* _Work to complete_
Return every line in the records below that contains the word "clicks". Case must match.

[[ Supplied data open ]]

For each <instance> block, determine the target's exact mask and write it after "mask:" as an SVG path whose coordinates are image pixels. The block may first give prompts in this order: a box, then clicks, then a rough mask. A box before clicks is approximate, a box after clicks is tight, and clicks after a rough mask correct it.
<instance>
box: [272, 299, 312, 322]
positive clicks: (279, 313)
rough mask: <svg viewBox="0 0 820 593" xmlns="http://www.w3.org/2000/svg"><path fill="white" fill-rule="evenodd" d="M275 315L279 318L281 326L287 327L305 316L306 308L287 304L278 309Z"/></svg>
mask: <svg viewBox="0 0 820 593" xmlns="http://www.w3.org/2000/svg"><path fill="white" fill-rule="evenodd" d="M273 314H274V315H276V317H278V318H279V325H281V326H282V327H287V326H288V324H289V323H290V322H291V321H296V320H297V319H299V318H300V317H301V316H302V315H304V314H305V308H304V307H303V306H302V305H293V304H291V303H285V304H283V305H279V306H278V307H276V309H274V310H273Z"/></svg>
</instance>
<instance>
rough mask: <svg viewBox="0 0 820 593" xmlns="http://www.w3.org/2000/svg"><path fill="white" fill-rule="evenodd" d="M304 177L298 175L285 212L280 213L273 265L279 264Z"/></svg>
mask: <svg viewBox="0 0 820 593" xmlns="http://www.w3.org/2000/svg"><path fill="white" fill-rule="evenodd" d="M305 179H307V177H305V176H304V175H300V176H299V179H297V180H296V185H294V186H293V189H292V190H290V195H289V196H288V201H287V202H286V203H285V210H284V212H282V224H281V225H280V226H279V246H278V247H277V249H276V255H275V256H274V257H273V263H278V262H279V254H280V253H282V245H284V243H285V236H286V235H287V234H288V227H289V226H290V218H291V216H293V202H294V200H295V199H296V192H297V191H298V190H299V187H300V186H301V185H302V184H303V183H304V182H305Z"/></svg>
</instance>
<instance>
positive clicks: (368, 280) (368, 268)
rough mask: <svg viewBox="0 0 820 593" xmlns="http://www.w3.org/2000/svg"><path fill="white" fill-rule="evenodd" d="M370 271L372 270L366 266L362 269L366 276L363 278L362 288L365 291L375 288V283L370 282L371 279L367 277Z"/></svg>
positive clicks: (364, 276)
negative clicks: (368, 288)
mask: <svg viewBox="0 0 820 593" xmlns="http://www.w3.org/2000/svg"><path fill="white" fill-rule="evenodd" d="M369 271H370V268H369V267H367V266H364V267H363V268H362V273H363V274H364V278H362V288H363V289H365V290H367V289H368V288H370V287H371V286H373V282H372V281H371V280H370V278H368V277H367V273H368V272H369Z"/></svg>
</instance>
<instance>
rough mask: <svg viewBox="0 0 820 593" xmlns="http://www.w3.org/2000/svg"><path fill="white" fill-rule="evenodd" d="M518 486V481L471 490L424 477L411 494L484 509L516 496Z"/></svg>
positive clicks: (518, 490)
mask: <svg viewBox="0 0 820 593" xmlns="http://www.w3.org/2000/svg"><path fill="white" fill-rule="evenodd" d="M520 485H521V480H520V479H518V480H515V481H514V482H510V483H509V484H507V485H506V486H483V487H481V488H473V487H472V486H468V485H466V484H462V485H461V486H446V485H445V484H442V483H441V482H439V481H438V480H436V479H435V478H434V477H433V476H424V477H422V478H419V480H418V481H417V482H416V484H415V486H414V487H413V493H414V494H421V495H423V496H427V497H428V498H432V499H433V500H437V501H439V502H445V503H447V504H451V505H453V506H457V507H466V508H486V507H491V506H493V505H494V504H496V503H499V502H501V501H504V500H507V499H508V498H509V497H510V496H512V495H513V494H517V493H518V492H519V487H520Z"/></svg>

[[ Supplied data closed ]]

* _Task response_
For each <instance> block, determine the target's exact mask and write it after "mask:" as an SVG path whose coordinates are image pixels. The block may first give prompts in this order: a box, then clicks, then a rough mask. A box before clicks is approximate, a box after clicks is tight, and clicks after a rough mask correct it.
positive clicks: (279, 313)
positive clicks: (368, 280) (368, 268)
positive clicks: (364, 276)
negative clicks: (368, 288)
positive clicks: (518, 490)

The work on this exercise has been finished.